◆ Instruction ◆
Collect each line of the records below that contains the word "marsh".
-- Data for the task start --
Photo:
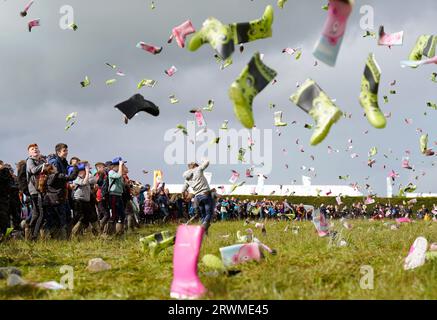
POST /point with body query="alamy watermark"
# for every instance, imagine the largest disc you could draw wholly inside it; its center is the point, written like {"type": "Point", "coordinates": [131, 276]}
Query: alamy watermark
{"type": "Point", "coordinates": [67, 280]}
{"type": "Point", "coordinates": [224, 147]}
{"type": "Point", "coordinates": [366, 281]}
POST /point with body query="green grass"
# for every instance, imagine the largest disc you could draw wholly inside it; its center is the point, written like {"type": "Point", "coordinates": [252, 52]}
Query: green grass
{"type": "Point", "coordinates": [305, 267]}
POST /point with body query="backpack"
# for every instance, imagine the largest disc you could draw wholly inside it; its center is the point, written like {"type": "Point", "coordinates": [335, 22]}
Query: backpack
{"type": "Point", "coordinates": [106, 187]}
{"type": "Point", "coordinates": [41, 183]}
{"type": "Point", "coordinates": [23, 184]}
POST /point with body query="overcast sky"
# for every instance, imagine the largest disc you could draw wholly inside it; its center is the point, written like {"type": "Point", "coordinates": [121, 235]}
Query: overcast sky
{"type": "Point", "coordinates": [41, 72]}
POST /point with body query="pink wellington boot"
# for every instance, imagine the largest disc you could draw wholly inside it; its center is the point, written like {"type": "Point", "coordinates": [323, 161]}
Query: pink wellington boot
{"type": "Point", "coordinates": [181, 32]}
{"type": "Point", "coordinates": [328, 47]}
{"type": "Point", "coordinates": [186, 283]}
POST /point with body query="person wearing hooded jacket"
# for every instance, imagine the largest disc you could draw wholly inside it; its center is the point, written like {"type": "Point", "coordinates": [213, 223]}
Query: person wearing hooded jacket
{"type": "Point", "coordinates": [56, 199]}
{"type": "Point", "coordinates": [34, 167]}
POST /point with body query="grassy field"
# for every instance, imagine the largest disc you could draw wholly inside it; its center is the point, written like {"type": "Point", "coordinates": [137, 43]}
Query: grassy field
{"type": "Point", "coordinates": [305, 267]}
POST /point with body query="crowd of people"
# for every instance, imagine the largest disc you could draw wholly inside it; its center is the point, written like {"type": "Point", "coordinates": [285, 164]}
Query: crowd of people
{"type": "Point", "coordinates": [49, 197]}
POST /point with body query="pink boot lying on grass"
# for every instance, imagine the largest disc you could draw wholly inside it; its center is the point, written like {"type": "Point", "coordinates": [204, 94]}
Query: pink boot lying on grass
{"type": "Point", "coordinates": [186, 283]}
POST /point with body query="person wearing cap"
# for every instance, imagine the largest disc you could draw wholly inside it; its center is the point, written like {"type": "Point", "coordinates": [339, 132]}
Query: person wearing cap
{"type": "Point", "coordinates": [84, 214]}
{"type": "Point", "coordinates": [5, 185]}
{"type": "Point", "coordinates": [101, 176]}
{"type": "Point", "coordinates": [195, 179]}
{"type": "Point", "coordinates": [59, 160]}
{"type": "Point", "coordinates": [35, 166]}
{"type": "Point", "coordinates": [56, 201]}
{"type": "Point", "coordinates": [117, 216]}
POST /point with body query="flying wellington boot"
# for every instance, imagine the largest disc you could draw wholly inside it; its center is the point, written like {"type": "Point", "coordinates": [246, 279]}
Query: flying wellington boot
{"type": "Point", "coordinates": [425, 46]}
{"type": "Point", "coordinates": [369, 93]}
{"type": "Point", "coordinates": [252, 80]}
{"type": "Point", "coordinates": [328, 47]}
{"type": "Point", "coordinates": [157, 246]}
{"type": "Point", "coordinates": [257, 29]}
{"type": "Point", "coordinates": [218, 35]}
{"type": "Point", "coordinates": [224, 125]}
{"type": "Point", "coordinates": [281, 3]}
{"type": "Point", "coordinates": [186, 283]}
{"type": "Point", "coordinates": [278, 119]}
{"type": "Point", "coordinates": [311, 99]}
{"type": "Point", "coordinates": [423, 143]}
{"type": "Point", "coordinates": [158, 242]}
{"type": "Point", "coordinates": [181, 32]}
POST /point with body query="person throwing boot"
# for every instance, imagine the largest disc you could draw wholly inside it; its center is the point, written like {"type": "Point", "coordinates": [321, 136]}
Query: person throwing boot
{"type": "Point", "coordinates": [195, 179]}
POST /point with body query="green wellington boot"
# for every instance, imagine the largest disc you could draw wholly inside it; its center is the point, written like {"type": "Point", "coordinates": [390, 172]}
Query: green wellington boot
{"type": "Point", "coordinates": [423, 143]}
{"type": "Point", "coordinates": [256, 29]}
{"type": "Point", "coordinates": [311, 98]}
{"type": "Point", "coordinates": [218, 35]}
{"type": "Point", "coordinates": [158, 242]}
{"type": "Point", "coordinates": [252, 80]}
{"type": "Point", "coordinates": [369, 93]}
{"type": "Point", "coordinates": [157, 247]}
{"type": "Point", "coordinates": [281, 3]}
{"type": "Point", "coordinates": [425, 46]}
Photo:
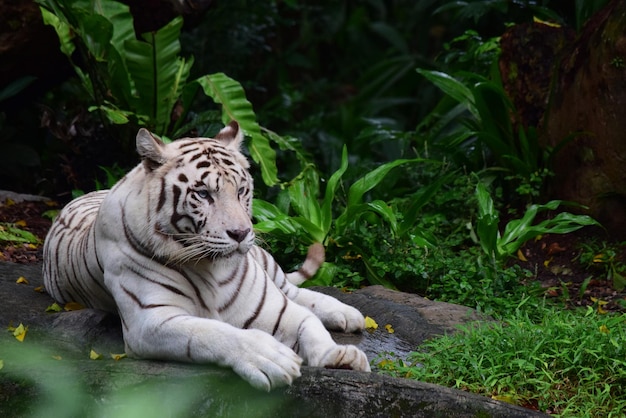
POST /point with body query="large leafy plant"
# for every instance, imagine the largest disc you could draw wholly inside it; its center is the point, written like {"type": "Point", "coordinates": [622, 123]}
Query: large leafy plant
{"type": "Point", "coordinates": [302, 213]}
{"type": "Point", "coordinates": [499, 246]}
{"type": "Point", "coordinates": [145, 81]}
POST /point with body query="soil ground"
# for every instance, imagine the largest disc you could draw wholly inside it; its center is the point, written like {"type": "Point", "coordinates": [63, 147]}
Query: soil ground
{"type": "Point", "coordinates": [577, 269]}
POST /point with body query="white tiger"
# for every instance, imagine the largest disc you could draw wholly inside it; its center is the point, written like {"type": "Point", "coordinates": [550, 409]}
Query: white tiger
{"type": "Point", "coordinates": [170, 248]}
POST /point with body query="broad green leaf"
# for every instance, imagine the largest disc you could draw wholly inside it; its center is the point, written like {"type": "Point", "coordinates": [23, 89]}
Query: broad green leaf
{"type": "Point", "coordinates": [303, 194]}
{"type": "Point", "coordinates": [313, 231]}
{"type": "Point", "coordinates": [158, 73]}
{"type": "Point", "coordinates": [63, 30]}
{"type": "Point", "coordinates": [269, 218]}
{"type": "Point", "coordinates": [96, 33]}
{"type": "Point", "coordinates": [235, 106]}
{"type": "Point", "coordinates": [16, 86]}
{"type": "Point", "coordinates": [121, 21]}
{"type": "Point", "coordinates": [331, 187]}
{"type": "Point", "coordinates": [371, 179]}
{"type": "Point", "coordinates": [453, 88]}
{"type": "Point", "coordinates": [487, 222]}
{"type": "Point", "coordinates": [419, 200]}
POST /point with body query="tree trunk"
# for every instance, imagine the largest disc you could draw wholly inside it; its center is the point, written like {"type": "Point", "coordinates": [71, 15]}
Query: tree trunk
{"type": "Point", "coordinates": [588, 103]}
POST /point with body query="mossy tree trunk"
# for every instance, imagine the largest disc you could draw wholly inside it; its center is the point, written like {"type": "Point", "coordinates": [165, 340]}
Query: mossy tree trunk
{"type": "Point", "coordinates": [574, 89]}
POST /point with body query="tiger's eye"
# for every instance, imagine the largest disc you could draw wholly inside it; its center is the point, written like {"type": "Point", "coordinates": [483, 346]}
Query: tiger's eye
{"type": "Point", "coordinates": [204, 194]}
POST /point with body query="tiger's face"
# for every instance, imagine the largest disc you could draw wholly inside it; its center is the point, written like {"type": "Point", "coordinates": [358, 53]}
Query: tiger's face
{"type": "Point", "coordinates": [201, 191]}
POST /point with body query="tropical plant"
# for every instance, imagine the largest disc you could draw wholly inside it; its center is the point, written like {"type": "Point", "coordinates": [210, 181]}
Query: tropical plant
{"type": "Point", "coordinates": [499, 246]}
{"type": "Point", "coordinates": [145, 81]}
{"type": "Point", "coordinates": [570, 363]}
{"type": "Point", "coordinates": [299, 213]}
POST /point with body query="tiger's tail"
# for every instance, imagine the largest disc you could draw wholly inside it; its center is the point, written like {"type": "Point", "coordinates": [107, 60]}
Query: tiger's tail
{"type": "Point", "coordinates": [314, 259]}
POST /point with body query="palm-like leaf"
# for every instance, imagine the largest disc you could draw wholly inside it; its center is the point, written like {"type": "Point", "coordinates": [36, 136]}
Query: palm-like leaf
{"type": "Point", "coordinates": [158, 73]}
{"type": "Point", "coordinates": [235, 106]}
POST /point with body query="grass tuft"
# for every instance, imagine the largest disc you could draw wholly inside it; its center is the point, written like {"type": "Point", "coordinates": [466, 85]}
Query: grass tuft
{"type": "Point", "coordinates": [567, 363]}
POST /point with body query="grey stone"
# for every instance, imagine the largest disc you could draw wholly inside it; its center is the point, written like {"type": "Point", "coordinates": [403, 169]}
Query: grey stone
{"type": "Point", "coordinates": [51, 373]}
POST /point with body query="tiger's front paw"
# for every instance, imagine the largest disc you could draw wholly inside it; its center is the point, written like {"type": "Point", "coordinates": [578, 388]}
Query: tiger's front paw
{"type": "Point", "coordinates": [264, 362]}
{"type": "Point", "coordinates": [346, 319]}
{"type": "Point", "coordinates": [344, 357]}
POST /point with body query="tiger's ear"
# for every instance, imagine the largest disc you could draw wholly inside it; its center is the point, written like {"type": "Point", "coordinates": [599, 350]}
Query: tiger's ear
{"type": "Point", "coordinates": [151, 149]}
{"type": "Point", "coordinates": [231, 135]}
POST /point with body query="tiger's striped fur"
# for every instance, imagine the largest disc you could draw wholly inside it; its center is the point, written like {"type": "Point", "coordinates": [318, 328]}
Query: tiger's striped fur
{"type": "Point", "coordinates": [170, 248]}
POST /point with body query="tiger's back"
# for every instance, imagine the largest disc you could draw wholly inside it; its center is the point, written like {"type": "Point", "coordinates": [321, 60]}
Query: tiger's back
{"type": "Point", "coordinates": [72, 271]}
{"type": "Point", "coordinates": [170, 248]}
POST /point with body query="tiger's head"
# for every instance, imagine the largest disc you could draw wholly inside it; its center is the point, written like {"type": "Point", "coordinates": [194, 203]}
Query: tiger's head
{"type": "Point", "coordinates": [200, 195]}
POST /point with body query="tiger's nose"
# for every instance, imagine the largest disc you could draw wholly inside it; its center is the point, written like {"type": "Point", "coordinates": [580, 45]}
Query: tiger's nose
{"type": "Point", "coordinates": [238, 234]}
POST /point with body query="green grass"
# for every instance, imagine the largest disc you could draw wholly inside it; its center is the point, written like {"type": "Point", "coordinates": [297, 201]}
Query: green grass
{"type": "Point", "coordinates": [567, 363]}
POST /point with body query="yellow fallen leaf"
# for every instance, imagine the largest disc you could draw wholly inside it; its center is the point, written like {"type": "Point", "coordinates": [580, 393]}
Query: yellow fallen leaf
{"type": "Point", "coordinates": [20, 332]}
{"type": "Point", "coordinates": [54, 308]}
{"type": "Point", "coordinates": [505, 398]}
{"type": "Point", "coordinates": [370, 323]}
{"type": "Point", "coordinates": [600, 302]}
{"type": "Point", "coordinates": [73, 306]}
{"type": "Point", "coordinates": [599, 258]}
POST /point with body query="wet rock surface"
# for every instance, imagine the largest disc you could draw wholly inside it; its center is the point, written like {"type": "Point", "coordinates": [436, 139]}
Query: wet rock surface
{"type": "Point", "coordinates": [54, 360]}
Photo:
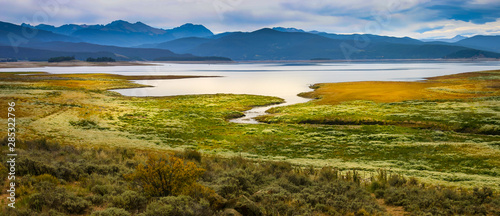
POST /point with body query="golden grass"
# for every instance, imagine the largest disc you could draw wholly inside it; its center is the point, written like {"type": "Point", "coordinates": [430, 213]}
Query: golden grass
{"type": "Point", "coordinates": [458, 86]}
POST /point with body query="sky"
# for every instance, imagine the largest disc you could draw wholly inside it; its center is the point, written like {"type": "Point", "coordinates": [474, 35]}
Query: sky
{"type": "Point", "coordinates": [413, 18]}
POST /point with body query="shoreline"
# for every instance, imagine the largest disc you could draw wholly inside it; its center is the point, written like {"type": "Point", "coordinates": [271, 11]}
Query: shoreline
{"type": "Point", "coordinates": [33, 64]}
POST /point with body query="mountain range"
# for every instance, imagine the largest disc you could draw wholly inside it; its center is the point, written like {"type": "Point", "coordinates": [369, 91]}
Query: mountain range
{"type": "Point", "coordinates": [137, 41]}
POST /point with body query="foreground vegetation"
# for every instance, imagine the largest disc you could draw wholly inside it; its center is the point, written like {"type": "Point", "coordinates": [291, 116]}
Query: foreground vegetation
{"type": "Point", "coordinates": [59, 180]}
{"type": "Point", "coordinates": [438, 141]}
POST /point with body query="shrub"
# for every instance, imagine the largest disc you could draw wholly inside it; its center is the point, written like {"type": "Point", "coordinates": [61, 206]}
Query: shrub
{"type": "Point", "coordinates": [75, 205]}
{"type": "Point", "coordinates": [129, 200]}
{"type": "Point", "coordinates": [111, 212]}
{"type": "Point", "coordinates": [192, 154]}
{"type": "Point", "coordinates": [179, 206]}
{"type": "Point", "coordinates": [164, 176]}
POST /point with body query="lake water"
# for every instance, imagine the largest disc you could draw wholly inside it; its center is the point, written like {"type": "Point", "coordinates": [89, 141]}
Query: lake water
{"type": "Point", "coordinates": [284, 80]}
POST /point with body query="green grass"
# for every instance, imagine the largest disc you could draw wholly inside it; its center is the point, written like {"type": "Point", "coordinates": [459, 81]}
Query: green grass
{"type": "Point", "coordinates": [446, 141]}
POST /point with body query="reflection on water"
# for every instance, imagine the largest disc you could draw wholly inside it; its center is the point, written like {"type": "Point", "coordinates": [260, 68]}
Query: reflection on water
{"type": "Point", "coordinates": [284, 80]}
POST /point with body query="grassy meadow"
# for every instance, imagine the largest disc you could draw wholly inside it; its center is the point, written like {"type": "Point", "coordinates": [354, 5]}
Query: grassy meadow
{"type": "Point", "coordinates": [383, 147]}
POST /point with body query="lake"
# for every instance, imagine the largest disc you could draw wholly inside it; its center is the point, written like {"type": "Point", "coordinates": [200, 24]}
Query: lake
{"type": "Point", "coordinates": [284, 80]}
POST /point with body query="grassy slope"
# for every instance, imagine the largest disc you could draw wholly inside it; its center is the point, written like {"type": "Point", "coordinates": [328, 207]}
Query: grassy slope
{"type": "Point", "coordinates": [441, 141]}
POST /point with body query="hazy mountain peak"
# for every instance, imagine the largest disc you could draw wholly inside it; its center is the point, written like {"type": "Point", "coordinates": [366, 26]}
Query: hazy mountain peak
{"type": "Point", "coordinates": [283, 29]}
{"type": "Point", "coordinates": [190, 30]}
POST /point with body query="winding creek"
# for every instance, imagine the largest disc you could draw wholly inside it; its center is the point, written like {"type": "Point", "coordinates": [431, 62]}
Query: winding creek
{"type": "Point", "coordinates": [284, 80]}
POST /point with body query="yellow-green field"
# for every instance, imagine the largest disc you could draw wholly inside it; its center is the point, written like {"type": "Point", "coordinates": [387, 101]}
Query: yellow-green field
{"type": "Point", "coordinates": [442, 131]}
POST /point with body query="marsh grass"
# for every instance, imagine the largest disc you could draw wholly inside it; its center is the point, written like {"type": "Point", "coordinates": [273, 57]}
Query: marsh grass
{"type": "Point", "coordinates": [440, 140]}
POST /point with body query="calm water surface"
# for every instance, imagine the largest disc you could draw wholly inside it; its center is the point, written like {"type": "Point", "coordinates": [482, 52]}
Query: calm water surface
{"type": "Point", "coordinates": [284, 80]}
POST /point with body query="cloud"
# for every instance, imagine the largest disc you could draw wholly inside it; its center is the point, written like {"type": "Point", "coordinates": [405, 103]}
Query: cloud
{"type": "Point", "coordinates": [417, 18]}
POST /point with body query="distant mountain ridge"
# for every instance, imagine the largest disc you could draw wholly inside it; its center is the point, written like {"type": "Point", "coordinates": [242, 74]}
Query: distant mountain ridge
{"type": "Point", "coordinates": [123, 33]}
{"type": "Point", "coordinates": [272, 44]}
{"type": "Point", "coordinates": [138, 41]}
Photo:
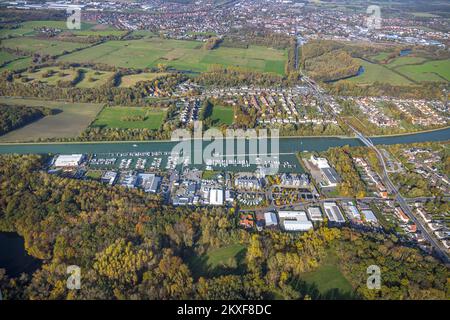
-- Data for the task end --
◆ Complete output ◆
POST /point with body query="marsh grass"
Query: marsh grass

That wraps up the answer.